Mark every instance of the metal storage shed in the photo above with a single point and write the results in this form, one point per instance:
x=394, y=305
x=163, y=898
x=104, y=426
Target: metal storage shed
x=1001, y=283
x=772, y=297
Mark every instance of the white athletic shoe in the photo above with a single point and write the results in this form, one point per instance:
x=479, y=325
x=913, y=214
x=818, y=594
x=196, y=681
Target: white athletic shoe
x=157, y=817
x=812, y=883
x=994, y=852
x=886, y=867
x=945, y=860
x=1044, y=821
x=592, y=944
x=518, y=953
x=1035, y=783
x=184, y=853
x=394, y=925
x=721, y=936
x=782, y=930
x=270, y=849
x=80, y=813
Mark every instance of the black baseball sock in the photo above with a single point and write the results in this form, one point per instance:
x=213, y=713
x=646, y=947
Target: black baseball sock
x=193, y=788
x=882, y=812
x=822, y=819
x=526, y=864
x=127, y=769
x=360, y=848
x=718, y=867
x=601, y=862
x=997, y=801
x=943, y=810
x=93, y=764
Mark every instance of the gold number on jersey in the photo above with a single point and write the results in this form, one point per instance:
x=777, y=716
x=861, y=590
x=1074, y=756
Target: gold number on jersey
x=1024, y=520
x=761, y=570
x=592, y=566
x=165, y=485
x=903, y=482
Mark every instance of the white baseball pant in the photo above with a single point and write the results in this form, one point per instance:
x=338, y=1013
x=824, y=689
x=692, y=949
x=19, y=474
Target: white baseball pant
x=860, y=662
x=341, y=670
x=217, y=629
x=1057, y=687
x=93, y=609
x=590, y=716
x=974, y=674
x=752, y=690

## Instructions for the task
Print the entries exactly. Include every one.

## Finished exercise
Mark every instance of the metal storage shed in the photo above with a single point and write the results in this form, one point per instance:
x=394, y=305
x=163, y=898
x=104, y=426
Target: metal storage shed
x=1001, y=283
x=772, y=297
Mark every instance of the white athletic shoe in the photo above with a single point and write the results in this form, one point per instance:
x=479, y=325
x=913, y=214
x=818, y=594
x=196, y=681
Target: white athletic shoe
x=157, y=817
x=812, y=883
x=994, y=852
x=886, y=867
x=945, y=860
x=1044, y=821
x=592, y=944
x=518, y=953
x=1035, y=783
x=184, y=853
x=394, y=925
x=721, y=936
x=782, y=930
x=270, y=849
x=80, y=813
Mark every instance of the black baseball sock in the photo above with a single point and write the results in this form, one point per instance:
x=213, y=713
x=646, y=947
Target: black baseball sock
x=193, y=788
x=882, y=812
x=822, y=819
x=526, y=864
x=127, y=769
x=360, y=848
x=718, y=867
x=601, y=862
x=997, y=801
x=943, y=810
x=93, y=764
Mark every instance of the gold number on jersey in the photo above with a single point and write the results in this form, one point per instance:
x=777, y=716
x=861, y=590
x=1074, y=756
Target: gold number on jersey
x=1024, y=520
x=761, y=570
x=592, y=566
x=165, y=485
x=903, y=482
Mark every instance of the white baseball pant in the photo above with a single point and write the results in this form, one point per instance:
x=338, y=1013
x=824, y=689
x=692, y=949
x=19, y=474
Target: white baseball pant
x=860, y=662
x=341, y=670
x=217, y=629
x=1057, y=687
x=93, y=609
x=590, y=716
x=974, y=674
x=752, y=690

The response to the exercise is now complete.